[Coordinate annotation rows]
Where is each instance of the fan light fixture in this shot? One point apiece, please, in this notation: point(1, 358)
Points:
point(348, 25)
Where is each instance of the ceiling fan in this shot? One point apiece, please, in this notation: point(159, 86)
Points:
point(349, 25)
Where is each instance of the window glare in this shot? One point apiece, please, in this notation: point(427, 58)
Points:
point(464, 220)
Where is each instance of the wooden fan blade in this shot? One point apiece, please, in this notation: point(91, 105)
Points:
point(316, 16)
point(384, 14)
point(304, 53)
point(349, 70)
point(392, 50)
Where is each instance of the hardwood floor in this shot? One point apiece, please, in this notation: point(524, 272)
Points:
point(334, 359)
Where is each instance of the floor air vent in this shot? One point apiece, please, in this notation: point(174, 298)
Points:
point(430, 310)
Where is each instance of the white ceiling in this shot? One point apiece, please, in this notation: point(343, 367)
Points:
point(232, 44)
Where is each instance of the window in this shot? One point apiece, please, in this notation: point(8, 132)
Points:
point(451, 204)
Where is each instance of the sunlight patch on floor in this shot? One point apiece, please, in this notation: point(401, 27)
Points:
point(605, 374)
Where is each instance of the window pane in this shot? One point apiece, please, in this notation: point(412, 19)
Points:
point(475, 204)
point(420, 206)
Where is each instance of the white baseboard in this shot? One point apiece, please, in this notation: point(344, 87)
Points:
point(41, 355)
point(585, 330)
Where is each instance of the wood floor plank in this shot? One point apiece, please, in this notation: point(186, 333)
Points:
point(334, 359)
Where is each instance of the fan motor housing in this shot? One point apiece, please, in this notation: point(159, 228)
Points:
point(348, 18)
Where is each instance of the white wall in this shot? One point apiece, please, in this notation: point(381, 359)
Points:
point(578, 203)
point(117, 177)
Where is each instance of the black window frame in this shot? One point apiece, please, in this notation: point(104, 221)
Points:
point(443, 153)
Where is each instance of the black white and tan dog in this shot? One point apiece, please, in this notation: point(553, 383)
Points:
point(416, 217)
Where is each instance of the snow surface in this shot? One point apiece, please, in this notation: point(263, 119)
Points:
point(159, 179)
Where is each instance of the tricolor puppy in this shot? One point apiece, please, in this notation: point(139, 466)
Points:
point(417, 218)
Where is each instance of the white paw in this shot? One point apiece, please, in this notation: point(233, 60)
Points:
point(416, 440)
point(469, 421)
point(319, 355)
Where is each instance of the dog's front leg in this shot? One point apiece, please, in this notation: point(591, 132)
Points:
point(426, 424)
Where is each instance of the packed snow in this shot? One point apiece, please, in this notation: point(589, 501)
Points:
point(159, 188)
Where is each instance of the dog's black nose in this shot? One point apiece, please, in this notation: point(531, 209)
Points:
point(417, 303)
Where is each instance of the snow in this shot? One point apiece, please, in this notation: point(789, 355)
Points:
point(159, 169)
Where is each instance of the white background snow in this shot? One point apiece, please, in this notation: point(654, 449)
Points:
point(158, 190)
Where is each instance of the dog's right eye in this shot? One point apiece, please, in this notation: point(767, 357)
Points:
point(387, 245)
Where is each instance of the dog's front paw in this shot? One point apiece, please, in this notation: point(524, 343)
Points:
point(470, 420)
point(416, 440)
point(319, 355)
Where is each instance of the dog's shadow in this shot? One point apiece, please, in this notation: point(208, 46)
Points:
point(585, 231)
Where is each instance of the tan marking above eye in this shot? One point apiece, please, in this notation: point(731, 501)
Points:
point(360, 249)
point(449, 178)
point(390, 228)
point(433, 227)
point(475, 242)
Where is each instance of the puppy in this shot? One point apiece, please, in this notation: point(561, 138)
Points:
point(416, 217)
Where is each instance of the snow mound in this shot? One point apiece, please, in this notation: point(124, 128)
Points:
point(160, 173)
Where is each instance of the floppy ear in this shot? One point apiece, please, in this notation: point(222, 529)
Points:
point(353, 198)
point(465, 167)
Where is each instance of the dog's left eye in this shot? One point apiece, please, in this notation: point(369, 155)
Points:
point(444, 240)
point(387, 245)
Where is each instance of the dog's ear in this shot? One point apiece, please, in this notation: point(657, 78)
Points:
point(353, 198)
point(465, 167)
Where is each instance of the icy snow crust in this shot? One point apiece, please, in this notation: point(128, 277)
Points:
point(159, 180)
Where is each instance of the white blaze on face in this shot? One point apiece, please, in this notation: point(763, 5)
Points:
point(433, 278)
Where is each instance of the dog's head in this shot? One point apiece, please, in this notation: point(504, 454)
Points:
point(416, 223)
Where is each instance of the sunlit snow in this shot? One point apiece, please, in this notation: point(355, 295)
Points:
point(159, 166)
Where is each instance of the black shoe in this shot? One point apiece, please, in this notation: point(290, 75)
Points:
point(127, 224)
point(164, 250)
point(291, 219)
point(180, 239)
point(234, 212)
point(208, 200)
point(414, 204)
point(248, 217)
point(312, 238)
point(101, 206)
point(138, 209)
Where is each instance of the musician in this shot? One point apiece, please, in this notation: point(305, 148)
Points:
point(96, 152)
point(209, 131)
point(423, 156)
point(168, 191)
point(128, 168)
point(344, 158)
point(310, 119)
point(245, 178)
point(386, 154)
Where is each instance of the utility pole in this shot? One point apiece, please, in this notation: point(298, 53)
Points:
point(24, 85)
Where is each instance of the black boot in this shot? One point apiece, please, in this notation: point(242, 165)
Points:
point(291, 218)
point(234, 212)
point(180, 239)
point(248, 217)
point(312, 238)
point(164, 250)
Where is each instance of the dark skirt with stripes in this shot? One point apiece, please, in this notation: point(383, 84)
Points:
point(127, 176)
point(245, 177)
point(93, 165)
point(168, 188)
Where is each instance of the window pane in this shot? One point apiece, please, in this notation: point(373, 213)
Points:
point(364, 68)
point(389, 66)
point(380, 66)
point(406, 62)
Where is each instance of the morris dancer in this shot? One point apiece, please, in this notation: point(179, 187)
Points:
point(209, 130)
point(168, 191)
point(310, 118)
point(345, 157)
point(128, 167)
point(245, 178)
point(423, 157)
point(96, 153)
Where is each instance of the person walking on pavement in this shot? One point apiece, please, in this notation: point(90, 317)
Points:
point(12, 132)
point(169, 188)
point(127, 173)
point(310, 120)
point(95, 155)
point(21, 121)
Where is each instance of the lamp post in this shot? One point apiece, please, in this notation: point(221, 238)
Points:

§ **Task directions**: Copy out word for word the part of the rows above that opens with the line containing "Where is each instance of the packed" and closes with the line containing "point(160, 173)", keeping both of those lines.

§ **Correct result**:
Where is each instance of the packed snow in this shot? One point apiece, please, in this notation: point(589, 501)
Points:
point(159, 188)
Where is each instance of the dog's black nose in this shot? One point apiece, please, in this notation: point(531, 209)
Points:
point(417, 303)
Where is each instance of the snow in this shot? One point apiece, please, in this notation: point(789, 355)
Points:
point(159, 169)
Where is each instance of the white background snow in this shot? One point apiece, please, in this notation: point(654, 449)
Points:
point(158, 190)
Where is each instance of the dog's right eye in this shot? One point apiece, please, in this notation: point(767, 357)
Points:
point(387, 245)
Where is each instance of the dog's front paw in this shot? One point apiece, please, in this notation: point(524, 343)
Points:
point(470, 420)
point(416, 440)
point(319, 355)
Where is each instance of the dog's shadow in this shot? One point apiece, please, in this notation: point(208, 46)
Points:
point(585, 231)
Where is each instance of the tan marking above eye in this shot? One point apiece, please, in this notation: point(731, 501)
Points:
point(360, 249)
point(449, 178)
point(390, 228)
point(433, 227)
point(475, 242)
Where is each instance of the puppy in this shot? One point apiece, please, in this notation: point(561, 138)
Points:
point(416, 217)
Where is each instance of the snow mound in this shot? One point apiece, please, in this notation: point(124, 128)
Points:
point(160, 173)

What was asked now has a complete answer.